Start of PROVIDED DATA

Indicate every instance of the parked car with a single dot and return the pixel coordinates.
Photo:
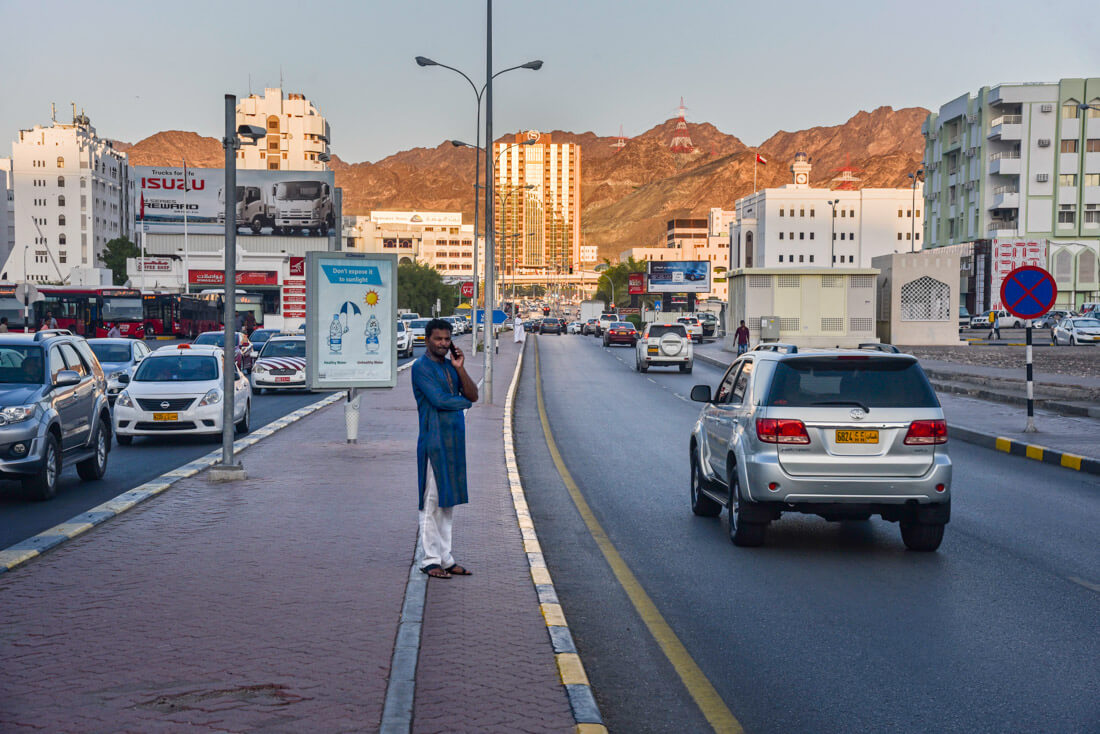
(178, 391)
(620, 332)
(1077, 330)
(664, 344)
(842, 434)
(118, 357)
(53, 411)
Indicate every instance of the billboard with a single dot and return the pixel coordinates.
(680, 276)
(292, 203)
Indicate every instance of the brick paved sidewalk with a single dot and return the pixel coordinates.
(272, 604)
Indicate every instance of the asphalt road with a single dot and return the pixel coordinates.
(828, 627)
(127, 468)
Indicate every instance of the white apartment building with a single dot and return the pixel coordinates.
(538, 228)
(1020, 163)
(438, 239)
(73, 194)
(297, 134)
(796, 226)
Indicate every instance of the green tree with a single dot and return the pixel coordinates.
(114, 255)
(418, 286)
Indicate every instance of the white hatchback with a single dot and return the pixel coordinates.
(178, 390)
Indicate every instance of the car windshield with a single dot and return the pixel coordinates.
(21, 365)
(285, 348)
(839, 381)
(111, 352)
(177, 368)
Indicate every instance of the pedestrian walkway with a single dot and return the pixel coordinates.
(273, 603)
(983, 422)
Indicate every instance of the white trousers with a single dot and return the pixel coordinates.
(436, 525)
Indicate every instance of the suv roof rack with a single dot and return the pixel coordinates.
(880, 347)
(46, 333)
(776, 347)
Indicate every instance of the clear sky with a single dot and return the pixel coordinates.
(750, 68)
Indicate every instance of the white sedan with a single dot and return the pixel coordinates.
(178, 390)
(1077, 330)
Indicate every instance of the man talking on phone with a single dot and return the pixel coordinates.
(442, 391)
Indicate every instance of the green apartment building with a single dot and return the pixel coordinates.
(1019, 163)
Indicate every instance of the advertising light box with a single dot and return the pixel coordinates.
(351, 320)
(680, 276)
(292, 203)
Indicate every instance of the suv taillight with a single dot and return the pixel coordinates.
(925, 433)
(781, 430)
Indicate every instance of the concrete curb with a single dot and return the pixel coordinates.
(581, 700)
(21, 552)
(999, 442)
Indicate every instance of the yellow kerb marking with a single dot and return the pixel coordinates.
(706, 698)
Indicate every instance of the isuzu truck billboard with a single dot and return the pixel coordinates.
(296, 203)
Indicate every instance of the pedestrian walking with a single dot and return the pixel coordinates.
(743, 338)
(442, 391)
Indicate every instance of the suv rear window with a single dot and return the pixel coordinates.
(661, 329)
(809, 382)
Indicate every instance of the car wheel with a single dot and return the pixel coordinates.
(43, 485)
(95, 468)
(922, 536)
(242, 425)
(701, 504)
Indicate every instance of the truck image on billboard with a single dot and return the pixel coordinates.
(680, 276)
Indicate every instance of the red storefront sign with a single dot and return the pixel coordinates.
(243, 277)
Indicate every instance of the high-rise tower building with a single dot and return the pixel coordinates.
(538, 229)
(297, 134)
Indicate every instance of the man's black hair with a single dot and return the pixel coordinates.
(437, 324)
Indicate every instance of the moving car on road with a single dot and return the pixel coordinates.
(118, 357)
(620, 332)
(664, 344)
(53, 411)
(842, 434)
(281, 364)
(178, 390)
(1077, 330)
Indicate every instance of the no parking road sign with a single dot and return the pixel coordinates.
(1029, 292)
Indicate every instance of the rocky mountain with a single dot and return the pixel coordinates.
(627, 194)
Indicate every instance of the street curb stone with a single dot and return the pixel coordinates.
(581, 700)
(992, 441)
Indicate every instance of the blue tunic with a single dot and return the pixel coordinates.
(442, 439)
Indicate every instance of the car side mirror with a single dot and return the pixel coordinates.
(701, 393)
(66, 378)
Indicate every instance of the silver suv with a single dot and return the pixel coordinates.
(842, 434)
(53, 411)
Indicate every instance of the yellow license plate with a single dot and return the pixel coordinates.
(857, 437)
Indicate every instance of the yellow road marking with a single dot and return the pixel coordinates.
(706, 698)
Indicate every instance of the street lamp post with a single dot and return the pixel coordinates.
(832, 244)
(912, 211)
(228, 468)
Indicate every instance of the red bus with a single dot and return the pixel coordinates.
(91, 311)
(179, 315)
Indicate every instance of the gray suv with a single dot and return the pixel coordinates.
(842, 434)
(53, 411)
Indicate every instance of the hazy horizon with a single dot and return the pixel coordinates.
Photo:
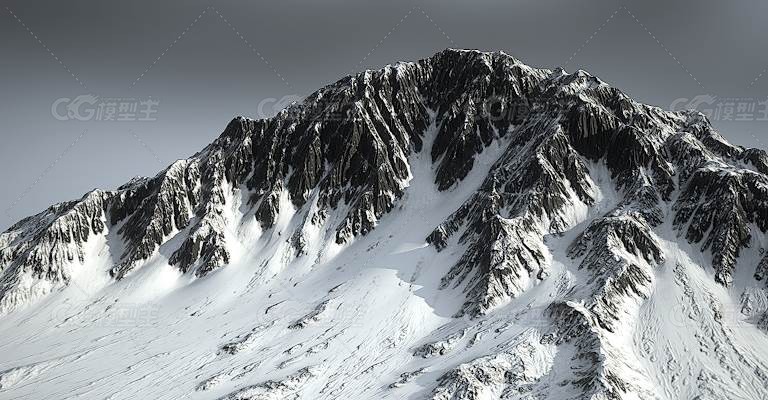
(204, 63)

End of PROVIDED DATA

WRITTEN INSTRUCTION: Can you render every line of the items above as a numbered list, skipping blank lines and leaving the pictures out?

THE SOLUTION:
1. Indicate every instance of the parked car with a single dot and return the pixel coordinates.
2. Photo:
3. (178, 391)
4. (620, 332)
5. (1077, 330)
6. (664, 344)
7. (842, 434)
8. (118, 357)
9. (53, 411)
10. Indicate every instance of the billboard with a single dot and return the pixel coordinates.
11. (680, 276)
12. (292, 203)
13. Indicate every instance of the brick paved sidewalk with a single dot and return the pixel coordinates.
14. (272, 604)
15. Indicate every instance of the asphalt road with a single dot and return the pixel coordinates.
16. (828, 627)
17. (127, 468)
18. Indicate every instance of the white apartment building with a single dot and return the pixel coordinates.
19. (538, 228)
20. (1020, 163)
21. (438, 239)
22. (73, 194)
23. (297, 134)
24. (796, 226)
25. Indicate every instance of the green tree with a single dot and return the pixel coordinates.
26. (114, 255)
27. (418, 286)
28. Indicate every instance of the white hatchback with a single dot and return the pixel coordinates.
29. (178, 390)
30. Indicate every instance of the car windshield with a single dot and return the pixel coordinates.
31. (21, 365)
32. (285, 348)
33. (839, 381)
34. (111, 352)
35. (177, 368)
36. Indicate every instance of the pedestrian walkway with a single dot and return the pixel coordinates.
37. (273, 603)
38. (983, 422)
39. Indicate every instance of the white trousers with a single dot and return the pixel coordinates.
40. (436, 525)
41. Indicate every instance of the suv roof rack with a single dot and return the pixel coordinates.
42. (880, 347)
43. (46, 333)
44. (776, 347)
45. Indicate every instance of the clear sky with a single dot and return the pixel coordinates.
46. (750, 68)
47. Indicate every instance of the white sedan with a single dot and return the pixel coordinates.
48. (178, 390)
49. (1077, 330)
50. Indicate every instance of the man talking on phone with a single dot and return the pixel coordinates.
51. (442, 391)
52. Indicate every instance of the green apartment building with a single dot and return the pixel coordinates.
53. (1019, 163)
54. Indicate every instance of the advertising light box with a single dot and return the pixel coordinates.
55. (351, 320)
56. (680, 276)
57. (292, 203)
58. Indicate every instance of the suv taillight with a single dot and return the pixel coordinates.
59. (925, 433)
60. (781, 430)
61. Indicate every instance of the concrete curb with a single dot and return the pixel coordinates.
62. (581, 700)
63. (21, 552)
64. (999, 442)
65. Indicate every instance of the yellow kerb marking with a single dot and return the pixel coordinates.
66. (706, 698)
67. Indicate every instance of the isuzu truck billboard with a single dot and return the pixel coordinates.
68. (296, 203)
69. Indicate every instance of the pedestrian walking with a single dot and return the pixel coordinates.
70. (743, 338)
71. (442, 391)
72. Indicate every instance of the suv rear window with a single dot and return the pixel coordinates.
73. (661, 329)
74. (809, 382)
75. Indicate every instance of the car wheel with a single dot and return the pixel coordinates.
76. (43, 485)
77. (95, 468)
78. (922, 536)
79. (242, 425)
80. (701, 504)
81. Indicate every instance of the truck image on billboard with a single dot and return the pixel coordinates.
82. (680, 276)
83. Indicate every instance of the red storefront sign with a single dot and return the pixel coordinates.
84. (243, 277)
85. Indicate every instance of the high-rise tower building with a single dot and return the pixel coordinates.
86. (538, 229)
87. (297, 134)
88. Indicate every instance of the man's black hair with a single dot and return the pixel coordinates.
89. (437, 324)
90. Indicate every instance of the moving car on road with a single dot and return the pixel coordinates.
91. (118, 357)
92. (620, 332)
93. (664, 344)
94. (53, 411)
95. (842, 434)
96. (281, 364)
97. (178, 390)
98. (1077, 330)
99. Indicate every instance of the no parking road sign with a single dot and return the pixel coordinates.
100. (1029, 292)
101. Indicate every instance of the rocky mountain with a single dot and return the pixel coordinates.
102. (627, 194)
103. Indicate every instance of the street curb stone with a single dot and return the pixel coordinates.
104. (581, 700)
105. (992, 441)
106. Indicate every instance of the blue tunic with a single dot and return the pixel coordinates.
107. (442, 439)
108. Indicate every instance of the car side mirror with a single dot and return the pixel coordinates.
109. (701, 393)
110. (66, 378)
111. Indicate every instance of the silver suv with a single dot and return the pixel coordinates.
112. (842, 434)
113. (53, 411)
114. Indicate every instance of the yellow license plate with a single dot and return the pixel coordinates.
115. (857, 437)
116. Indicate every instance of the yellow road marking with a single dot and return the pixel coordinates.
117. (706, 698)
118. Indicate every instance of the street lamp post with a single dot and return the pixel coordinates.
119. (832, 244)
120. (912, 211)
121. (228, 468)
122. Indicate every instance of the red bus with a single dot and return the pixel coordinates.
123. (91, 311)
124. (179, 315)
125. Indicate every instance of the gray suv with a single dot and return the pixel coordinates.
126. (842, 434)
127. (53, 411)
128. Indicate every instance of the hazy horizon with a single dot and return the pixel coordinates.
129. Photo:
130. (204, 63)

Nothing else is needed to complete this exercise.